----- SOURCE PASSAGE

While driving into my real job yesterday, I was listening to the radio (as I am wont to do) and a filler section devoted to listener e-mails came on. Now normally I tune this out and go about my merry task of driving, but yesterday an e-mail from a hunter was read on air, and it both caught my attention and prompted me to write this post.
The particular e-mailing listener was, as I said, a hunter and they just wanted the station to air a public service announcement from them (or PSA as those slick radio-types call it), presumably on behalf of hunters everywhere. The gist of the message was that hikers, dog walkers, equestrian enthusiasts, cyclists, and all other members of the non-hunting public should exercise caution this autumn while enjoying recreational activities in the public and privately owned forests of Ontario , since it is hunting season for wild turkeys and deer respectively across a number of WMUs in this province. It also bemoaned the fact that although deer hunters (specifically those with firearms) are required to wear the aptly named hunter (or, blaze) orange clothing, members of the public (whose safety, based on the message delivered jointly by this e-mail and the radio DJ, is somehow compromised by a hunting season) were not required to wear blaze orange.

----------

### TASK OBJECTIVE
Carry on the hunting-season post from the point where it stops. The records that come next have no connection to the hunting-season post.

----- MATERIAL

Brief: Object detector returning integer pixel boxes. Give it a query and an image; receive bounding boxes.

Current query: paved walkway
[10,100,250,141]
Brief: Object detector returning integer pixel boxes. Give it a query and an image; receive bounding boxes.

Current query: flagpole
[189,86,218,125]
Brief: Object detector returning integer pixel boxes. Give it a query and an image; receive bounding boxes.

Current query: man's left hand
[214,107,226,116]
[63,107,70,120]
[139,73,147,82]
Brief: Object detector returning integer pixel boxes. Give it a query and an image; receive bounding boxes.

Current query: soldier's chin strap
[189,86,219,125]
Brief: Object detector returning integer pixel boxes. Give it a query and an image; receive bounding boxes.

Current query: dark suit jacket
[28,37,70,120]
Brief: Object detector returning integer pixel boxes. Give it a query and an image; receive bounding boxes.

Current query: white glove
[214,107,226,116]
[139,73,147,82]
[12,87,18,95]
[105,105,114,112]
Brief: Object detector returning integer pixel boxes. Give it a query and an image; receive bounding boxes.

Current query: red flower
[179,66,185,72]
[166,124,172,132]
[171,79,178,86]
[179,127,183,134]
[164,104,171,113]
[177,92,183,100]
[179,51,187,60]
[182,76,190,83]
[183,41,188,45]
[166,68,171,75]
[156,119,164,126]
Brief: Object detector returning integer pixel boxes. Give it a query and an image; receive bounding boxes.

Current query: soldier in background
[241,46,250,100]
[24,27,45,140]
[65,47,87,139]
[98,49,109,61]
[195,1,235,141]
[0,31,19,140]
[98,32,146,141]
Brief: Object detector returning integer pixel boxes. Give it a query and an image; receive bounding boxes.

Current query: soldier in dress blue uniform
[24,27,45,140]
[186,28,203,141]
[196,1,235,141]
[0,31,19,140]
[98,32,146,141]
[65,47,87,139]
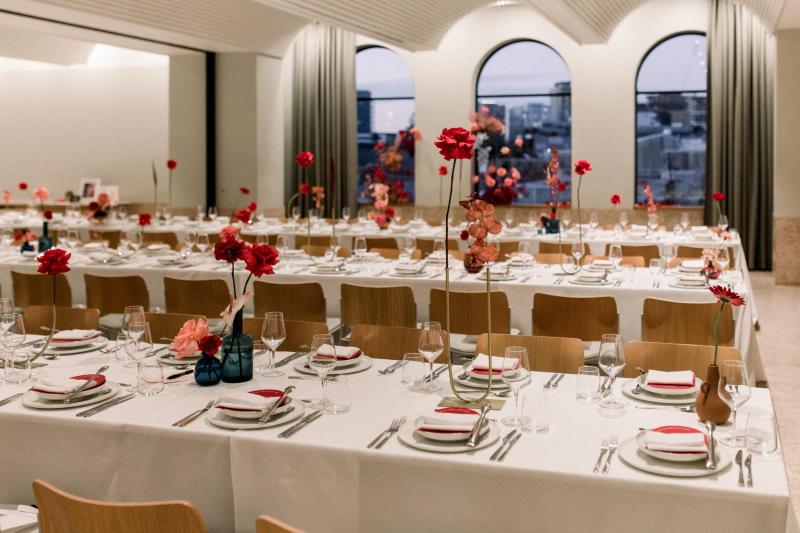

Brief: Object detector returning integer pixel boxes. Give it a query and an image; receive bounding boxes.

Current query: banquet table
[0,344,795,533]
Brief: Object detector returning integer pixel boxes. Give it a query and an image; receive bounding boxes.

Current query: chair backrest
[642,298,734,346]
[144,313,208,343]
[83,274,150,315]
[33,479,206,533]
[11,271,72,307]
[622,341,742,378]
[429,289,511,335]
[244,318,328,352]
[533,292,619,341]
[350,324,449,359]
[22,305,100,335]
[164,278,231,318]
[341,283,417,328]
[475,333,583,374]
[253,281,327,322]
[256,515,303,533]
[365,237,398,251]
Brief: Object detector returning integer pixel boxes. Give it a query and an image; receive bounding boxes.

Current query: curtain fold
[706,0,774,270]
[286,23,357,217]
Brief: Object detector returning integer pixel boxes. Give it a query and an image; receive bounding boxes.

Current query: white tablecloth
[0,354,791,533]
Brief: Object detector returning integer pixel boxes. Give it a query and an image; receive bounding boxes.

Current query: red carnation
[36,248,72,276]
[243,240,278,278]
[433,128,475,161]
[575,159,592,176]
[214,237,247,263]
[197,335,222,355]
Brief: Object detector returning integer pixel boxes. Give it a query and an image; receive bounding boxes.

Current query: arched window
[636,33,708,205]
[473,40,572,204]
[356,46,414,204]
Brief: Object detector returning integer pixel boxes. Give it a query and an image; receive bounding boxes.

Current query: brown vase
[694,365,731,425]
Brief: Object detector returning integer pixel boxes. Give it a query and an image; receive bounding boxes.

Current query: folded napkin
[317,344,361,361]
[417,407,480,433]
[645,370,694,389]
[31,374,106,394]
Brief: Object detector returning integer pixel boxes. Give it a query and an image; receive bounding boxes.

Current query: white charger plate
[617,437,731,477]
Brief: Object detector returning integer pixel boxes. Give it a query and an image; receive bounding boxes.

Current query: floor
[751,272,800,517]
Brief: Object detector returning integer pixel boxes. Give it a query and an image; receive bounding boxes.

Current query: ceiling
[0,0,800,57]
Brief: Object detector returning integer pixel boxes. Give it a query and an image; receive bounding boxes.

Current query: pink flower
[170,318,208,359]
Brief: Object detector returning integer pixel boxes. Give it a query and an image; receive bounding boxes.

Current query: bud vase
[694,365,731,425]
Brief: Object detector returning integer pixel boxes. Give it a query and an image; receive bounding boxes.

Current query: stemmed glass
[717,361,750,448]
[597,333,625,409]
[256,311,286,377]
[418,322,444,392]
[500,346,531,429]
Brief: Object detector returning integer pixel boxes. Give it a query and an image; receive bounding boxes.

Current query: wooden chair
[11,271,72,307]
[429,289,511,335]
[622,341,742,379]
[642,298,734,346]
[164,278,231,318]
[256,515,303,533]
[83,274,150,315]
[365,237,398,252]
[22,305,100,335]
[244,318,328,352]
[475,333,583,374]
[341,283,417,328]
[533,292,619,341]
[350,324,449,359]
[144,308,208,343]
[33,479,206,533]
[253,281,327,323]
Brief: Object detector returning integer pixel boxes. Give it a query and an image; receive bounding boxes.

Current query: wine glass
[500,346,531,429]
[308,334,336,409]
[256,311,286,377]
[597,333,625,409]
[717,361,750,448]
[419,322,444,392]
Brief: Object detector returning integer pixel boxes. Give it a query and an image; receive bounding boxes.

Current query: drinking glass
[717,361,750,448]
[500,346,531,429]
[575,366,600,403]
[308,334,336,410]
[400,353,427,388]
[256,311,286,377]
[597,333,625,409]
[419,322,444,393]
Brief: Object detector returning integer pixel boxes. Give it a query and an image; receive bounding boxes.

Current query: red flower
[244,244,278,278]
[197,335,222,355]
[214,237,247,263]
[36,248,72,276]
[708,285,745,307]
[433,128,475,161]
[575,159,592,176]
[294,150,314,168]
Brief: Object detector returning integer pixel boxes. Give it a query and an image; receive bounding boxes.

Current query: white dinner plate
[206,402,305,429]
[617,437,731,477]
[293,355,372,376]
[397,417,500,453]
[22,381,119,409]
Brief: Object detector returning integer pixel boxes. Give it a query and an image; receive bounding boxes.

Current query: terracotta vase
[694,365,731,425]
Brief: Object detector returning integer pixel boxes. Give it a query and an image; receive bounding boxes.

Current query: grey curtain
[286,23,357,217]
[706,0,774,270]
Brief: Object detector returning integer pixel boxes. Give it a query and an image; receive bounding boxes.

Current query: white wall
[359,0,708,207]
[0,59,169,202]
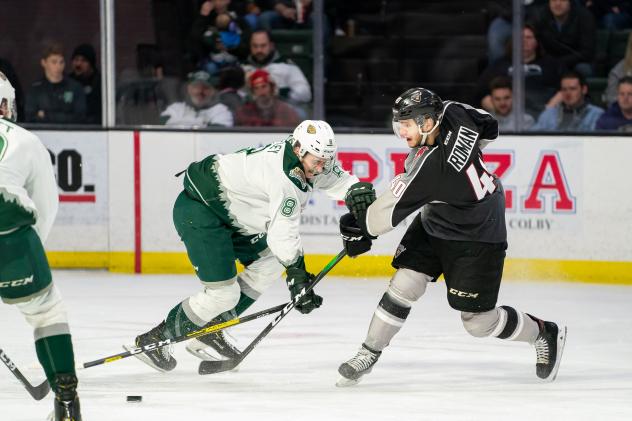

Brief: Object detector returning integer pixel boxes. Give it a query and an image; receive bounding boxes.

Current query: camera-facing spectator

----------

### ANSWER FOR THE TASK
Now this is not an attack post, and I am not trolling on the individual (whose name I can’t even recall) or the radio station (whose name I won’t mention). But I do take issue with the way this was presented, and yes, I am aware that a full tutorial on hunting safety would not hope to fit within the tight, 90 second timeline of this piece of metaphorical radio flotsam (or the confines of this blog post), and yes I do agree in spirit with the aim of the hunter in question…after all public knowledge is better than public ignorance. However, a rude consequence of this very simplistic, diluted, line of thought as it was presented is this: it basically served to notify a non-hunting public in Ontario (and I use that term with some accuracy since the majority of the population does not hunt) that some hunter believes that there is a very real chance that hunters may potentially shoot recreational users of forests if the public does not take precautions, which is a patently absurd conclusion.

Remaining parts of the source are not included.